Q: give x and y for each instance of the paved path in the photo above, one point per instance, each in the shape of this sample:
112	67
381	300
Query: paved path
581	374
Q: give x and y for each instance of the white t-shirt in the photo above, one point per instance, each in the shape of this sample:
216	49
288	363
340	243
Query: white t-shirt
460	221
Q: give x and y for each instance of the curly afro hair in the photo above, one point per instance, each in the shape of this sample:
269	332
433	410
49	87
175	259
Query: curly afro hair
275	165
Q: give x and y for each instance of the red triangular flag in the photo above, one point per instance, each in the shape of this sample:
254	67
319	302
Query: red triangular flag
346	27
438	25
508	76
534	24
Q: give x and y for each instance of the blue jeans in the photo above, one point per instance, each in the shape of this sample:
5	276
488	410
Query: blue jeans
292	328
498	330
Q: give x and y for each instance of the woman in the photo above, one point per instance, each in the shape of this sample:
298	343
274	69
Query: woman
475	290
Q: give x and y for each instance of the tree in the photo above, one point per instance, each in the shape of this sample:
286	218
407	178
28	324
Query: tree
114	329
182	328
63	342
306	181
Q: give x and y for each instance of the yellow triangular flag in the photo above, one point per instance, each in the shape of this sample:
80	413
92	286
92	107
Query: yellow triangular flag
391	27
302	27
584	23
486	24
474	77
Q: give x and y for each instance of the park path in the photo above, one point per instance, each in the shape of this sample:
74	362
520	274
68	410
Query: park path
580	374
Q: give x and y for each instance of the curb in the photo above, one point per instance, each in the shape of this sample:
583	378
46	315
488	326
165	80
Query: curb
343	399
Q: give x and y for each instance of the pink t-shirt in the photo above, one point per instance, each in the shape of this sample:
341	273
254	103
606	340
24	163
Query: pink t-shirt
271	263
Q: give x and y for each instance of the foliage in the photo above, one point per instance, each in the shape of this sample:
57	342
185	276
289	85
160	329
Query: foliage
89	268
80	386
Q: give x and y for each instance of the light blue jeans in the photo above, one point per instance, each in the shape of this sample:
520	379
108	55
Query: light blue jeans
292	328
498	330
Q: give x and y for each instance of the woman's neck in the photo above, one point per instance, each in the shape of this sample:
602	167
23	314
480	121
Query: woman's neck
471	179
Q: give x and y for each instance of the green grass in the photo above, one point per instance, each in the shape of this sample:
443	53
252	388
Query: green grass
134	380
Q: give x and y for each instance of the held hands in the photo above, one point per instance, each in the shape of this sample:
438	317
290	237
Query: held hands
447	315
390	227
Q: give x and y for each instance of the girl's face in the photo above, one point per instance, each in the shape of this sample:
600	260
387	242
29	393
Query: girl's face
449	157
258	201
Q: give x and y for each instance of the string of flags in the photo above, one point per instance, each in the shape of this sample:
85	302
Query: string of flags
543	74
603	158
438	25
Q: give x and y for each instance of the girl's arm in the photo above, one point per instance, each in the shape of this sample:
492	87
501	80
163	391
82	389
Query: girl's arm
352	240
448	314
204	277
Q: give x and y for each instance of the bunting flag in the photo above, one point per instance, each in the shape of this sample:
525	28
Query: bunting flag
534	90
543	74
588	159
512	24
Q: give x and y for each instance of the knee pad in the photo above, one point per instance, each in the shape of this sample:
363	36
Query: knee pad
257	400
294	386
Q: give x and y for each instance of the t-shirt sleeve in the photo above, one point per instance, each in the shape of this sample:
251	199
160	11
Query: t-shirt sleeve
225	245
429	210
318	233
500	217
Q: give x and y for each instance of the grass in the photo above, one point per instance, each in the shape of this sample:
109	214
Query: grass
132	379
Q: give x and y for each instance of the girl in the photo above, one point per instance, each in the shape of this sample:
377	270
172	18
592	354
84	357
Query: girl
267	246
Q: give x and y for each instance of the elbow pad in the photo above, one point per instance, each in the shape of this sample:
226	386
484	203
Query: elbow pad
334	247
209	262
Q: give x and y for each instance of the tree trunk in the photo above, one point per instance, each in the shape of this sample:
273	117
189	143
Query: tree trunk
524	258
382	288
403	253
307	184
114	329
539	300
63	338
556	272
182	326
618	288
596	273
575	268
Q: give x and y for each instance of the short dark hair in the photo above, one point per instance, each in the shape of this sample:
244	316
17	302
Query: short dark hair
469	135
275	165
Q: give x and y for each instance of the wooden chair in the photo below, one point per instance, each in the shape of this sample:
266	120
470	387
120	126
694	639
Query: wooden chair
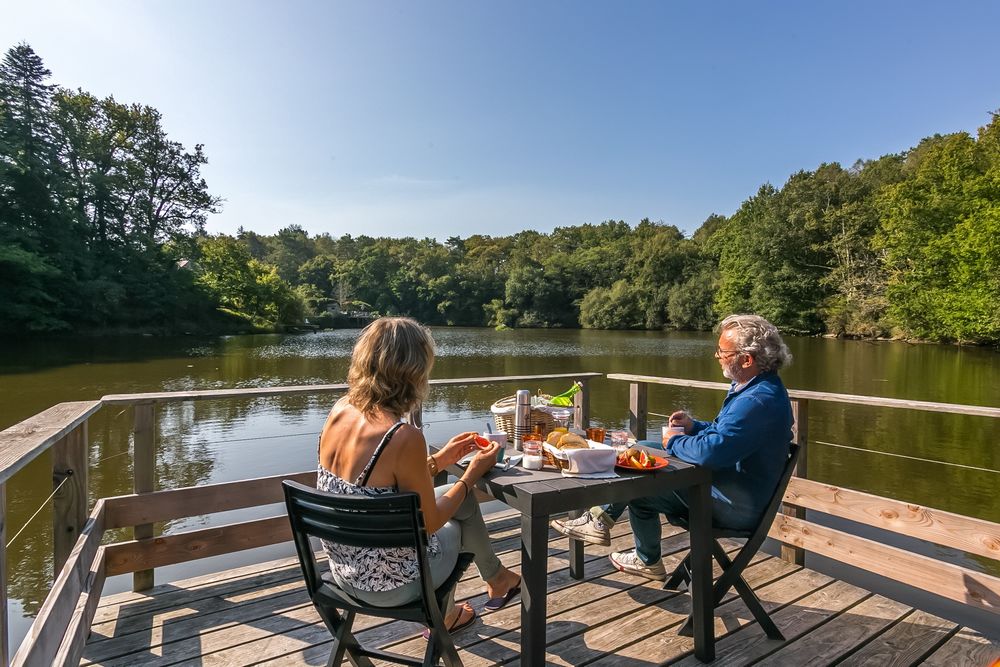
391	520
732	570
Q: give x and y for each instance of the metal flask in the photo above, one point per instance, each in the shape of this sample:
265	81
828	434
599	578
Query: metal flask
522	417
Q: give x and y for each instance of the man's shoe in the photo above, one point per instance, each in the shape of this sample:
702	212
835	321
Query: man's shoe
630	563
586	528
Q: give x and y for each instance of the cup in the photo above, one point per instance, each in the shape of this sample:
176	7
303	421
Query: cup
619	440
532	450
670	431
501	439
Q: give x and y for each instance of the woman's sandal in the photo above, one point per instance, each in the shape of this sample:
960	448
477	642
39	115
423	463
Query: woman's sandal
466	617
497	603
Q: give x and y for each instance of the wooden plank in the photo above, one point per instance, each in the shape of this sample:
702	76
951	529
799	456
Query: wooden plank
69	505
46	632
945	528
139	555
75	641
831	641
954	582
967	648
800	436
905	643
4	636
143	479
148	508
213	394
22	442
749	644
638	409
929	406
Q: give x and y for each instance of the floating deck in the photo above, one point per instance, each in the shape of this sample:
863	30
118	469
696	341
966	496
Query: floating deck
260	614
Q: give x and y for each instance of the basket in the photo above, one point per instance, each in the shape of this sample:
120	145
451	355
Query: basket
503	415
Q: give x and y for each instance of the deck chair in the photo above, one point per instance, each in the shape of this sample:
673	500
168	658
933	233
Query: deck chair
732	570
391	520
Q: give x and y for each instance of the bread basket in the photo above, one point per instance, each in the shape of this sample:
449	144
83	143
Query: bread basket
597	459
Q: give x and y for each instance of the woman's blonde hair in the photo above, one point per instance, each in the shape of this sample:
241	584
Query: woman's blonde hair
390	366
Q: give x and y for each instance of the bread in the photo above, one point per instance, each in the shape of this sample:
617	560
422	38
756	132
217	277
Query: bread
572	441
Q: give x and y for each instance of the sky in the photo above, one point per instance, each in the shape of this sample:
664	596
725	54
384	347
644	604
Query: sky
438	119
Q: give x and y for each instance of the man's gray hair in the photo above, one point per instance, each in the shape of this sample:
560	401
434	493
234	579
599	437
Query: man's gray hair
756	336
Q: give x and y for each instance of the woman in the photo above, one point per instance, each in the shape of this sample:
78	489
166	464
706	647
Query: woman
366	449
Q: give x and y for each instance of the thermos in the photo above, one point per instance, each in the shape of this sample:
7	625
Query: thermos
522	417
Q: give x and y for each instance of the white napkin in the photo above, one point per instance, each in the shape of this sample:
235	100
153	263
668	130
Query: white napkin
607	474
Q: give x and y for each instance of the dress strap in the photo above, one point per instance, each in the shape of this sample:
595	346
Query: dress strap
363	477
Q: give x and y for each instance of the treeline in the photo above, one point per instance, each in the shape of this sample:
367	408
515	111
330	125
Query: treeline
102	225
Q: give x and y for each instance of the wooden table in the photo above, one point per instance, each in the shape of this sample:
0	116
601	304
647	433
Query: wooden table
538	494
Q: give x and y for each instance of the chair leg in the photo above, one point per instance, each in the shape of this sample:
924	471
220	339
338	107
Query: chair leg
752	602
681	573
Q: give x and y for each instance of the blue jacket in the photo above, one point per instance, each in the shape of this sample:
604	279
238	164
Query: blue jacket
746	447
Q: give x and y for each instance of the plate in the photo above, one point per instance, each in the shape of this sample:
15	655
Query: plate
658	464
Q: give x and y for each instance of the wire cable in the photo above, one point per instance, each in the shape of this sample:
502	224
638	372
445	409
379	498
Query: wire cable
40	508
905	456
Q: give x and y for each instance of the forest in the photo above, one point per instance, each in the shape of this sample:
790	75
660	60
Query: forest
103	228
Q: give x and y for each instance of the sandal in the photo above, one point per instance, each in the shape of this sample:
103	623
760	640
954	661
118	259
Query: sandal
461	621
497	603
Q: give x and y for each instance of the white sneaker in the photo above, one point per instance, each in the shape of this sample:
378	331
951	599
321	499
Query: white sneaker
586	528
630	563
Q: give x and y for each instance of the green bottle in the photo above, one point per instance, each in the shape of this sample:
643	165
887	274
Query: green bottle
565	399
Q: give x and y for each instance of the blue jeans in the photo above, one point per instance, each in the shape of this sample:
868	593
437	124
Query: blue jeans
644	517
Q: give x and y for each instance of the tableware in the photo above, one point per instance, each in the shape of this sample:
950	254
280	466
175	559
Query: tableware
500	438
658	464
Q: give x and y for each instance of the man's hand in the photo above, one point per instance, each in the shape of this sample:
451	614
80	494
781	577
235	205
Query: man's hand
456	449
683	419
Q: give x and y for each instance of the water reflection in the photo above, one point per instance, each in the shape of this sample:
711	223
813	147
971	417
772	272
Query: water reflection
212	441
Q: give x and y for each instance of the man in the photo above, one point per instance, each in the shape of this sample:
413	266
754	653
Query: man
746	447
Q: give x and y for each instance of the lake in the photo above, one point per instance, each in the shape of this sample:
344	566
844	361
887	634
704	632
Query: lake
944	461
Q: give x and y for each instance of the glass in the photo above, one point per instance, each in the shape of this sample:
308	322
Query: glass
619	440
670	431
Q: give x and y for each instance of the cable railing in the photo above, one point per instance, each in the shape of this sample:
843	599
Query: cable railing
83	561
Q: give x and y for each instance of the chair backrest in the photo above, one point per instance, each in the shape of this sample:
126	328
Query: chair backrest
767	517
386	521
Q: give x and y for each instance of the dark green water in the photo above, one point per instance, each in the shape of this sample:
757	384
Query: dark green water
943	461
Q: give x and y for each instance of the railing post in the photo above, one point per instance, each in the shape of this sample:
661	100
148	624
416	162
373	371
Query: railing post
638	409
143	465
4	639
69	505
800	435
581	405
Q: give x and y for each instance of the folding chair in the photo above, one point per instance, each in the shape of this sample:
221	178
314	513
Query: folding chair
732	570
391	520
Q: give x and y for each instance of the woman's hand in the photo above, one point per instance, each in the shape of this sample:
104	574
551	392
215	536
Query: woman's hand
482	462
456	449
681	418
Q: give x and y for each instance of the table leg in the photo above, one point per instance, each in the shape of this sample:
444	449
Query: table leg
534	572
702	611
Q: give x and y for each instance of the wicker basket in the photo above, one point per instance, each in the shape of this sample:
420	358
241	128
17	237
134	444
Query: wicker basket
503	414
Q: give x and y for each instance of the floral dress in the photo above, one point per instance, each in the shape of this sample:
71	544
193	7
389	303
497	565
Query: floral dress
367	568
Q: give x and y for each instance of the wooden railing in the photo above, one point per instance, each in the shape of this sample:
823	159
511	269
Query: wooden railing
797	535
82	562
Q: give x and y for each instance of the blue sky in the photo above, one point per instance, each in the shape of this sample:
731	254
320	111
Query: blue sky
454	118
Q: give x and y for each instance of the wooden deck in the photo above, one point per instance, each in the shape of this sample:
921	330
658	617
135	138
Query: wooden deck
260	615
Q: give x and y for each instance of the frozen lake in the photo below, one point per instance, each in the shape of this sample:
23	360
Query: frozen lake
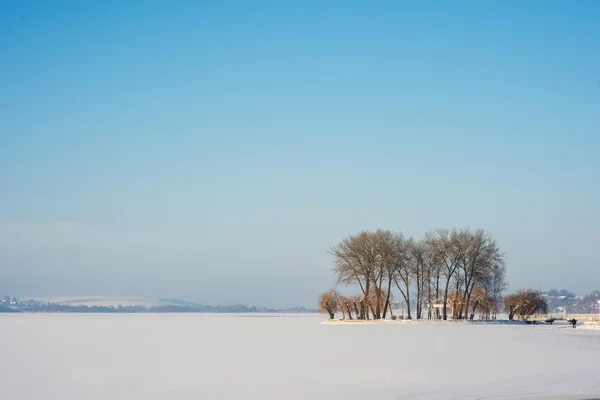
200	356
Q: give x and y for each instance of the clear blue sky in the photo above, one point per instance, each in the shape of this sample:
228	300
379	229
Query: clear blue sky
213	151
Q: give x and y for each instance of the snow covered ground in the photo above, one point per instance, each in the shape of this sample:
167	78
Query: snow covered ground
105	301
275	357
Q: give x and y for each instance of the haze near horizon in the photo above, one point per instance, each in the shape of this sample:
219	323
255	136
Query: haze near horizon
214	151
···
▶ _WORK INSTRUCTIONS_: Copy exactly the lines from the line containing "Q: give x and y for each instance of the floral" through the last line of the records above, both included, and leave out any pictures.

▶ _RESULT FOR THIS EXERCISE_:
Q: give x and y for each instance of the floral dress in the photo above, one point per instance, each in the shape of this sample:
71	544
193	7
389	303
497	565
Query: floral dress
367	568
Q: give x and y for each instance of the wooden railing in the photo above, one point per instance, each in the shape of this sample:
823	159
511	269
Query: wooden railing
797	535
82	562
Q: give x and y for each instance of the blue sky in the photo above, one point per instance, each in the shape of this sample:
731	254
320	111
Query: blue sky
454	118
Q: give x and y for each instance of the wooden deck in the photo above, one point per instance, each in the shape of this sample:
921	330
658	617
135	138
Query: wooden deck
260	615
Q: give x and y for each instance of the frozen lake in the photo below, one point per instance, each in the shape of this sample:
23	360
Query: frozen lake
200	356
Q: give x and y for each instance of the clear blue sky in the photo above, one point per instance, each in the shape of this sample:
228	300
379	229
Query: clear blue sky
213	151
Q: give x and y for each instance of the snow covered ground in the photo above, one point per instance, each in the shape of this sample:
167	78
Query: snow covered ground
105	301
275	357
Q: give x and y for each instance of the haze near horizon in the photo above, one point per instance, each in the shape of this sample:
219	323
255	136
Query: haze near horizon
214	151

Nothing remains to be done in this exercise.